> [DOCUMENTO DE ORIGEM]

É, por isso, incompreensível, a dificuldade que o país tem revelado
para considerar no seu orçamento as verbas necessárias para,
associadas ás verbas europeias, permitirem concretizar o que deveria
ser um desígnio nacional: o do desenvolvimento da agricultura.
De facto, o Plano de Investimentos do Estado para a agricultura, tem
sido, nos últimos anos, fortemente limitado e muitíssimo inferir ao
que foi no passado, mesmo no passado recente, uma vez que é inferior a
um terço do que foi entre 2002 e 2004.
Note-se aliás, que o dinheiro que o Estado gasta na componente pública
nacional dos apoios a projectos de investimento produtivo nas
explorações agrícolas – qualquer coisa como, no máximo, 10%1 do total
investido, resultante de 25% de comparticipação nacional no subsidio
público máximo de 40% – tem retorno através da cobrança de impostos
(sobretudo IVA, IRC/IRS e TSU).
O que se tem dito pouco é da dimensão desse retorno.
Com base na análise de inúmeros casos de projectos de investimento
concretos, de natureza diversa e em vários sectores, estamos em
condições de afirmar e de provar:
1. Que o Estado recebe sempre mais e, frequentemente muitíssimo mais,
do que aquilo que paga;
2. Que recebe uma parte antes mesmo de pagar qualquer importância;
3. Que a diferença, positiva, variando em função do tipo e da
rentabilidade de cada projecto, pode variar de cinco vezes a dez vezes
mais se tomarmos em consideração a vida útil dos projectos.
Finalmente, podemos afirmar que, sem apoio público, raros são os
agricultores ou empresas que arriscam fazer investimentos de
modernização na medida em que, de uma forma geral, a rentabilidade dos
projectos, está fortemente dependente desses apoios e os elevados
montantes necessários, são muito pouco acessíveis aos agricultores de
pequena e média dimensão.
A prova foi feita durante o longo e negro período, de 2005 a 2009, em
que esses apoios não estiveram disponíveis e em que os poucos que se
arriscaram foram sobretudo grandes empresas e multinacionais, com
substancias meios próprios e acesso ao crédito, uma vez que só
bastante mais tarde receberam os respectivos subsídios.

> [CONJUNTO DE DADOS]

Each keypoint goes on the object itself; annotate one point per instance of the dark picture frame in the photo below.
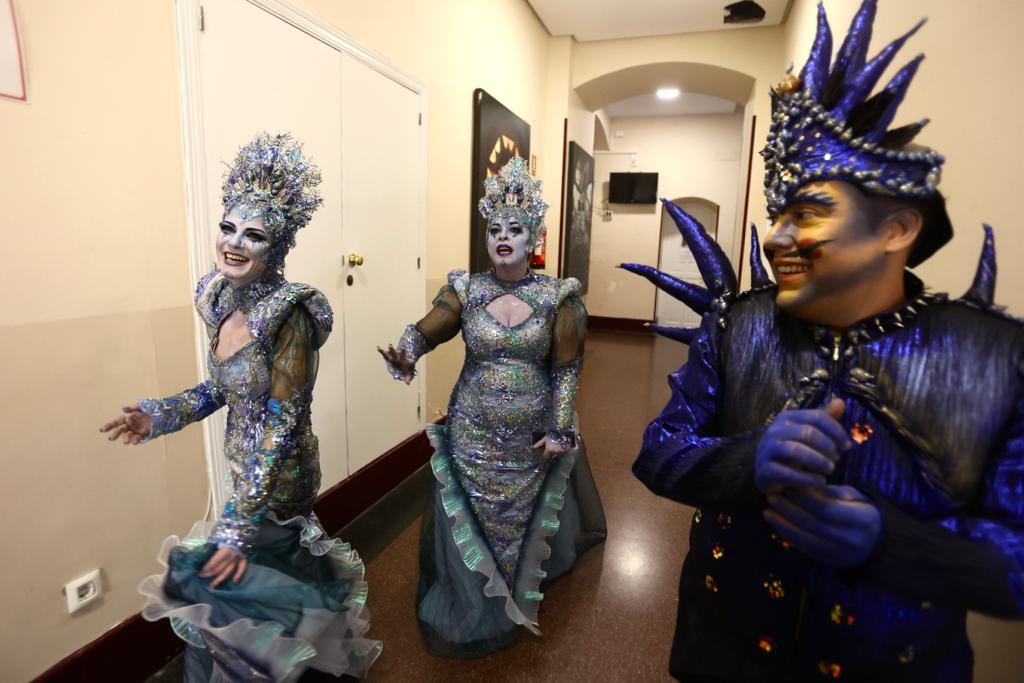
(498, 136)
(579, 215)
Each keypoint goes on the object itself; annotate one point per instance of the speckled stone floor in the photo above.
(611, 617)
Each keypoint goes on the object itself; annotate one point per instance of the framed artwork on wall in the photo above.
(579, 212)
(498, 136)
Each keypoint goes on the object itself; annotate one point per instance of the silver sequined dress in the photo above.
(498, 502)
(300, 602)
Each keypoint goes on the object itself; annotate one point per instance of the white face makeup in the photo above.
(243, 248)
(509, 243)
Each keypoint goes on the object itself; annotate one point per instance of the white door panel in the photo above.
(383, 215)
(250, 83)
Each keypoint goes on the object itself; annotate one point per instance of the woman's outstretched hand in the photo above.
(224, 563)
(132, 426)
(399, 359)
(550, 447)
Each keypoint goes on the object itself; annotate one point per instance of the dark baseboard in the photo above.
(600, 323)
(135, 649)
(347, 500)
(131, 651)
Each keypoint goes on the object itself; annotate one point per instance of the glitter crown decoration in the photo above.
(271, 178)
(514, 193)
(826, 127)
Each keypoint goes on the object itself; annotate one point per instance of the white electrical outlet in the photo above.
(82, 591)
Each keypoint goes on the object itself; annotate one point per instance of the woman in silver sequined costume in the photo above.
(262, 593)
(514, 502)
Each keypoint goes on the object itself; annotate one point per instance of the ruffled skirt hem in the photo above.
(300, 604)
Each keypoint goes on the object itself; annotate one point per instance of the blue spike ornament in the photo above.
(825, 126)
(759, 275)
(712, 261)
(815, 72)
(982, 292)
(695, 297)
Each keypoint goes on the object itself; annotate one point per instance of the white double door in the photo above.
(257, 72)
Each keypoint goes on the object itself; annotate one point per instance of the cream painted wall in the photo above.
(755, 52)
(970, 85)
(694, 156)
(454, 46)
(97, 312)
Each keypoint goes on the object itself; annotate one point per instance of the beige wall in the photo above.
(454, 46)
(97, 312)
(694, 156)
(754, 52)
(98, 306)
(970, 85)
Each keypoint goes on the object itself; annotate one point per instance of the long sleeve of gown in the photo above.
(174, 413)
(566, 351)
(974, 560)
(682, 458)
(294, 368)
(437, 327)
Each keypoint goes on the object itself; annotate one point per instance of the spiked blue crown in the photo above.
(827, 126)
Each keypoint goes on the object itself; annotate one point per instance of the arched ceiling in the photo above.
(689, 77)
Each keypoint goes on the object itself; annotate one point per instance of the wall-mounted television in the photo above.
(633, 188)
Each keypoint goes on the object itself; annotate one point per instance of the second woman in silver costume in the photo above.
(514, 502)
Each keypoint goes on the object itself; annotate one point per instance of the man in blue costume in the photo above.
(854, 444)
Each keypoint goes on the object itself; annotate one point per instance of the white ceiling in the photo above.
(603, 19)
(685, 104)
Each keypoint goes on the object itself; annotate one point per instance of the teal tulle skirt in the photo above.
(300, 605)
(465, 606)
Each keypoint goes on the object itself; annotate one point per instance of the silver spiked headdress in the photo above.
(271, 178)
(514, 193)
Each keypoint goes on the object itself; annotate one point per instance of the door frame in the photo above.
(201, 253)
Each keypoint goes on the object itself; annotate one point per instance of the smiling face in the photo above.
(509, 242)
(827, 249)
(243, 248)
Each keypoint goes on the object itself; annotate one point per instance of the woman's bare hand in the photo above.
(399, 359)
(550, 447)
(131, 427)
(225, 562)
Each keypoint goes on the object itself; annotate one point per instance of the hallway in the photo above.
(611, 619)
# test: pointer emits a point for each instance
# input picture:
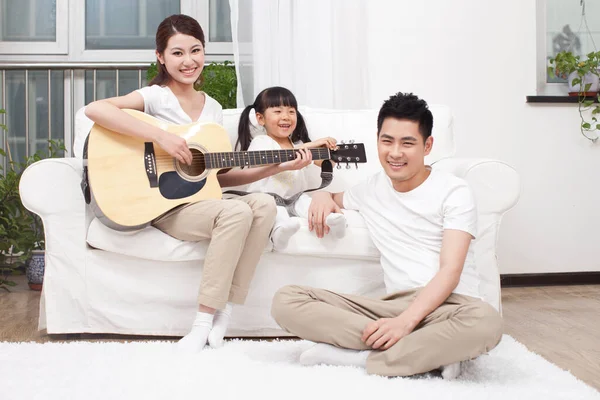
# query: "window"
(110, 41)
(564, 25)
(125, 24)
(33, 26)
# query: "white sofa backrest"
(357, 125)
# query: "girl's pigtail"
(244, 135)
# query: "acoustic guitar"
(133, 181)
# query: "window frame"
(58, 47)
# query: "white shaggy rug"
(259, 370)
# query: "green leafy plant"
(566, 65)
(21, 231)
(218, 80)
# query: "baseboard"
(551, 279)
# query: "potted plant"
(21, 232)
(583, 77)
(218, 80)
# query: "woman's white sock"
(337, 225)
(219, 328)
(196, 339)
(281, 234)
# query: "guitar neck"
(259, 157)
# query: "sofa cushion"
(148, 243)
(152, 244)
(356, 244)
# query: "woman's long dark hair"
(275, 96)
(171, 26)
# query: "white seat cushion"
(152, 244)
(148, 243)
(356, 244)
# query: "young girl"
(277, 112)
(238, 229)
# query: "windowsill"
(557, 99)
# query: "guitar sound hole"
(198, 164)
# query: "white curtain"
(315, 48)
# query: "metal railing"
(74, 92)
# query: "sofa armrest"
(52, 186)
(51, 189)
(496, 185)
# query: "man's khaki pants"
(238, 230)
(462, 328)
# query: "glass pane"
(128, 81)
(2, 121)
(125, 24)
(105, 83)
(38, 111)
(15, 114)
(220, 21)
(57, 106)
(567, 29)
(28, 20)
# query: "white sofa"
(145, 282)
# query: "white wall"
(479, 58)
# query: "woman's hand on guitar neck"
(303, 158)
(328, 142)
(176, 146)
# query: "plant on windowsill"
(218, 80)
(21, 232)
(583, 77)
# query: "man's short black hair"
(410, 107)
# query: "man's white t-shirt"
(160, 102)
(285, 183)
(407, 228)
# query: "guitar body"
(133, 181)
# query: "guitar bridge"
(150, 164)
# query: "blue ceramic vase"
(35, 269)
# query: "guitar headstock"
(349, 153)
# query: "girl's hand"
(328, 142)
(303, 158)
(176, 146)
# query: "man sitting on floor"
(423, 221)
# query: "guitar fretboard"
(259, 157)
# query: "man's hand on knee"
(386, 332)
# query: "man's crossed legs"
(461, 329)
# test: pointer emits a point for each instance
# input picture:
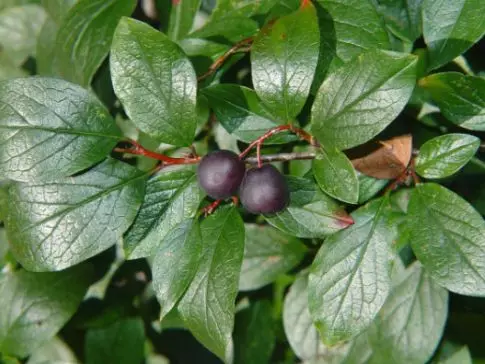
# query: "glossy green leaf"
(155, 82)
(402, 17)
(207, 308)
(409, 326)
(172, 197)
(311, 213)
(445, 155)
(175, 264)
(284, 57)
(350, 276)
(19, 28)
(254, 334)
(335, 175)
(51, 128)
(57, 224)
(35, 306)
(85, 36)
(121, 342)
(450, 27)
(241, 112)
(267, 254)
(182, 17)
(351, 27)
(461, 98)
(361, 98)
(451, 244)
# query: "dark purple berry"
(220, 173)
(264, 190)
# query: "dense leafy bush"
(371, 248)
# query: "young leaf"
(350, 276)
(207, 308)
(359, 99)
(445, 155)
(254, 334)
(451, 242)
(155, 82)
(176, 264)
(409, 326)
(19, 28)
(450, 27)
(58, 224)
(172, 197)
(311, 213)
(284, 57)
(182, 18)
(122, 342)
(461, 98)
(267, 254)
(336, 176)
(241, 112)
(35, 306)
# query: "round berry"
(264, 190)
(220, 173)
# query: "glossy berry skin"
(264, 190)
(220, 173)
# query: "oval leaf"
(311, 213)
(51, 128)
(35, 306)
(461, 98)
(450, 27)
(207, 308)
(409, 326)
(451, 244)
(336, 176)
(283, 61)
(155, 82)
(445, 155)
(350, 276)
(58, 224)
(85, 36)
(267, 254)
(172, 197)
(362, 97)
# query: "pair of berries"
(262, 190)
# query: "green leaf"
(409, 326)
(451, 244)
(19, 28)
(121, 342)
(311, 213)
(242, 113)
(361, 98)
(335, 175)
(58, 224)
(254, 334)
(172, 197)
(284, 57)
(35, 306)
(445, 155)
(176, 264)
(267, 254)
(155, 81)
(351, 27)
(51, 128)
(182, 17)
(450, 27)
(350, 276)
(85, 35)
(461, 98)
(403, 17)
(207, 308)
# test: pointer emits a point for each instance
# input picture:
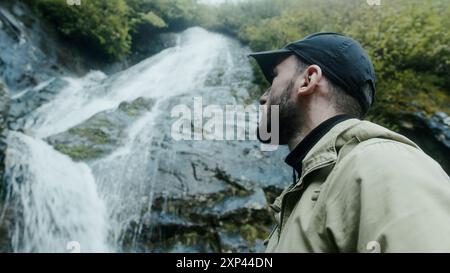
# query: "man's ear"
(311, 78)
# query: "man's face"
(282, 93)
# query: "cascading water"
(62, 201)
(57, 198)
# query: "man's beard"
(288, 118)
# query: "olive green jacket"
(364, 188)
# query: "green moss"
(136, 107)
(79, 152)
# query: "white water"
(173, 71)
(63, 201)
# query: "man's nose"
(263, 98)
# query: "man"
(360, 187)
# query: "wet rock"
(102, 133)
(432, 134)
(29, 100)
(4, 109)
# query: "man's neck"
(307, 126)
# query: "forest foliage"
(407, 40)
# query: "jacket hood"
(352, 130)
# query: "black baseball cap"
(343, 61)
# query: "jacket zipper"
(301, 187)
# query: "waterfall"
(58, 200)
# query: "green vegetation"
(79, 152)
(407, 40)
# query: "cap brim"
(267, 60)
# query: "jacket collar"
(296, 157)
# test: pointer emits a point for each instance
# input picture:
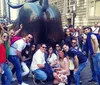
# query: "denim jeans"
(14, 59)
(92, 69)
(77, 73)
(96, 62)
(40, 75)
(7, 76)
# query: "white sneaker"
(24, 83)
(14, 79)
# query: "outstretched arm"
(21, 26)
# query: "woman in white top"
(52, 58)
(62, 71)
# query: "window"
(94, 8)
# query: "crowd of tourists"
(61, 63)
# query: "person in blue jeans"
(5, 70)
(15, 56)
(7, 73)
(80, 62)
(92, 45)
(38, 63)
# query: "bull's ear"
(15, 5)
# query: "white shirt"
(52, 58)
(17, 45)
(38, 58)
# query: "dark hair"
(87, 28)
(62, 51)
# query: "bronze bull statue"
(42, 21)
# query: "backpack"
(15, 38)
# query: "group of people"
(61, 63)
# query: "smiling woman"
(3, 60)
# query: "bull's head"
(43, 3)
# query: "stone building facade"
(84, 12)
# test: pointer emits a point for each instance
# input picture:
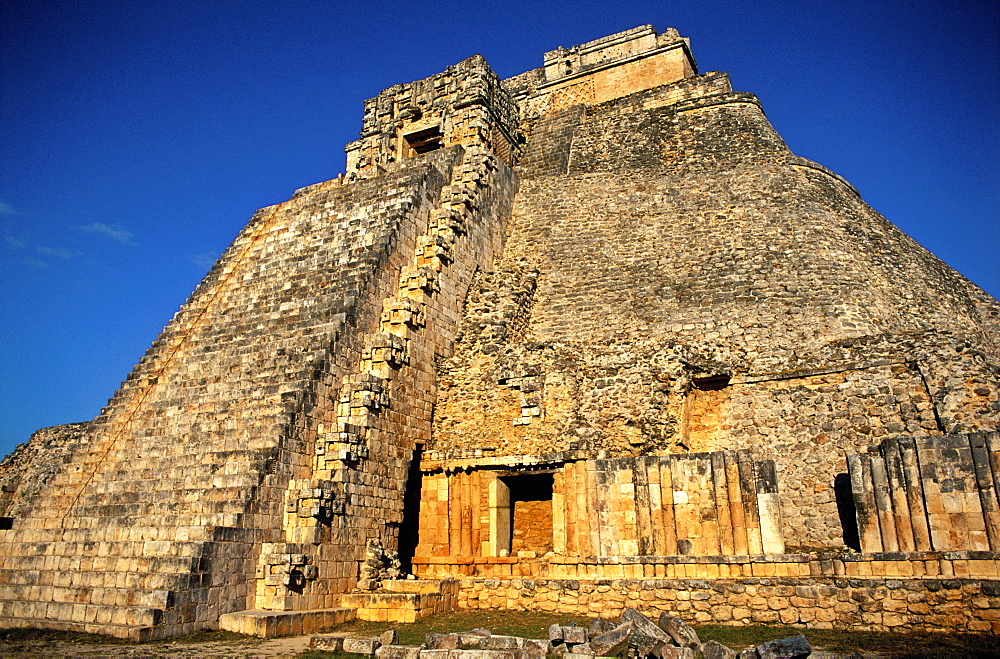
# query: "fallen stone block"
(352, 643)
(792, 647)
(442, 641)
(674, 652)
(439, 654)
(574, 634)
(490, 654)
(327, 643)
(679, 631)
(600, 626)
(399, 652)
(647, 637)
(472, 639)
(501, 643)
(614, 642)
(716, 650)
(364, 645)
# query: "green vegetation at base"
(530, 624)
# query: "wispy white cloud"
(113, 232)
(204, 261)
(57, 251)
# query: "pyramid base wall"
(885, 604)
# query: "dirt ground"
(289, 646)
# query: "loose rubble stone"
(680, 632)
(647, 637)
(716, 650)
(785, 648)
(398, 652)
(614, 642)
(634, 350)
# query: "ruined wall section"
(379, 412)
(28, 469)
(154, 525)
(701, 288)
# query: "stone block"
(398, 652)
(794, 647)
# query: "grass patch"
(26, 634)
(529, 624)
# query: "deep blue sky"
(137, 137)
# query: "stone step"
(268, 624)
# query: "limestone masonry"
(584, 339)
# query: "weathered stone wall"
(154, 525)
(675, 286)
(929, 493)
(28, 469)
(894, 604)
(676, 280)
(695, 504)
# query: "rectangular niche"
(423, 141)
(521, 514)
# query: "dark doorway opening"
(423, 141)
(846, 510)
(531, 512)
(409, 530)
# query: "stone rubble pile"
(633, 636)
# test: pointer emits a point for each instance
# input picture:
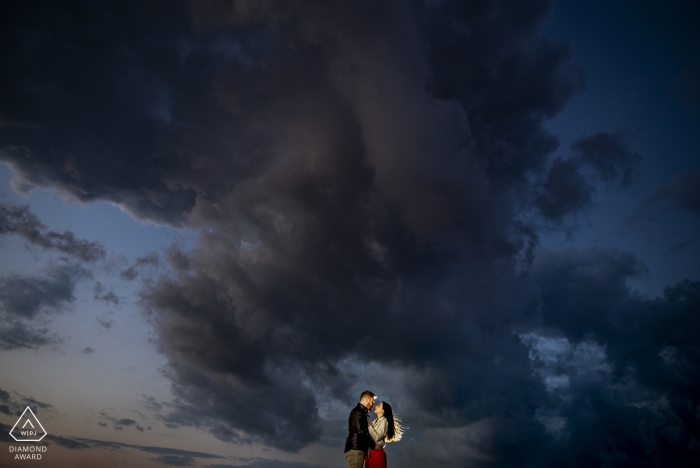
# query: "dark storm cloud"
(682, 193)
(20, 220)
(27, 301)
(601, 158)
(264, 463)
(26, 297)
(356, 172)
(397, 136)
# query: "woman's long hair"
(394, 430)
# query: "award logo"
(28, 428)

> [PROBLEMA PROPOSTO]
Segundo o documento de origem, em que período os apoios públicos ao investimento agrícola não estiveram disponíveis?

> [RESULTADO DO EXERCÍCIO]
De 2005 a 2009.